▽

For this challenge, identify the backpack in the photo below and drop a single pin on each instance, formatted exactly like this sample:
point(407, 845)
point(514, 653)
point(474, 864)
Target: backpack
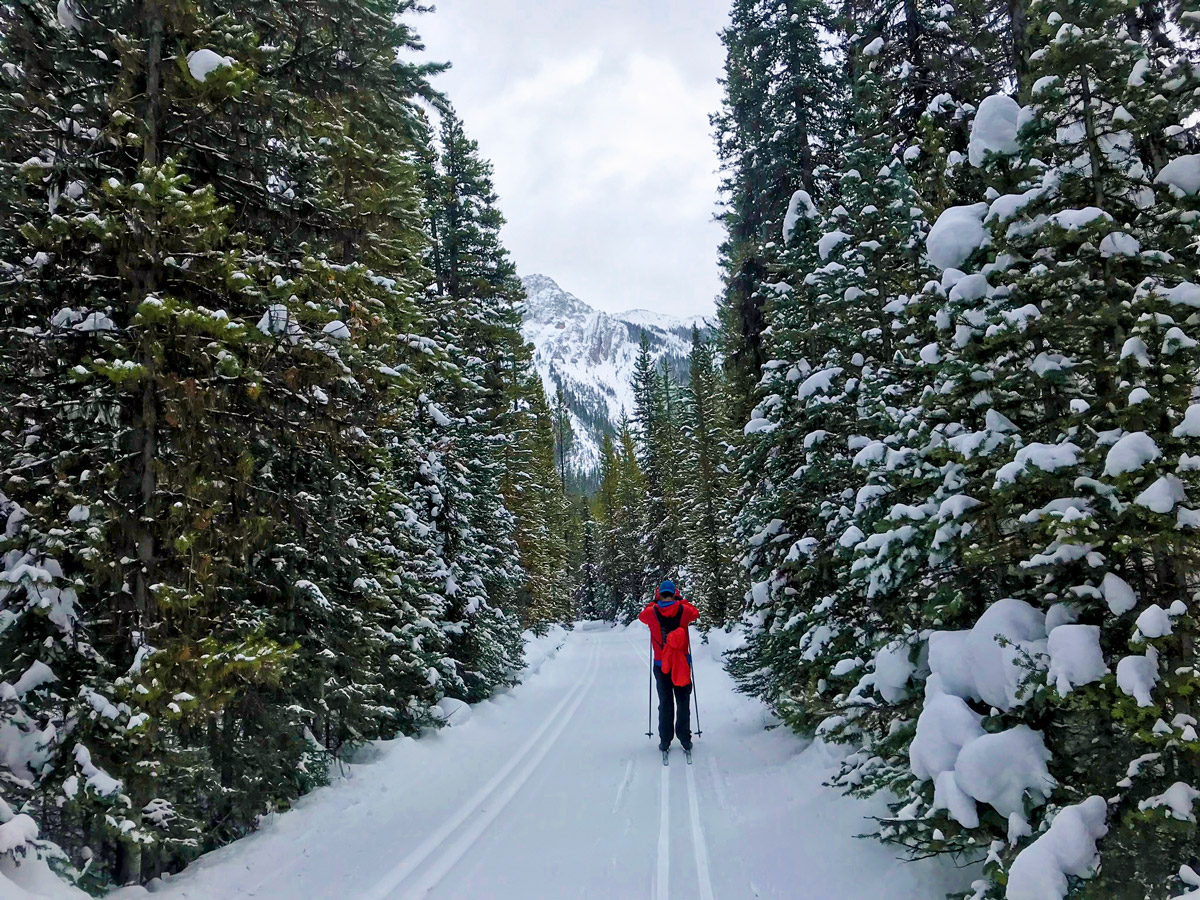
point(667, 623)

△

Your goal: Except for the pictures, the whole listing above should be transcribed exactly.

Task answer:
For this challenge, identify the backpack in the photo below and drop a single pin on each instance, formatted exactly like this sample:
point(407, 845)
point(514, 653)
point(474, 864)
Target: backpack
point(667, 623)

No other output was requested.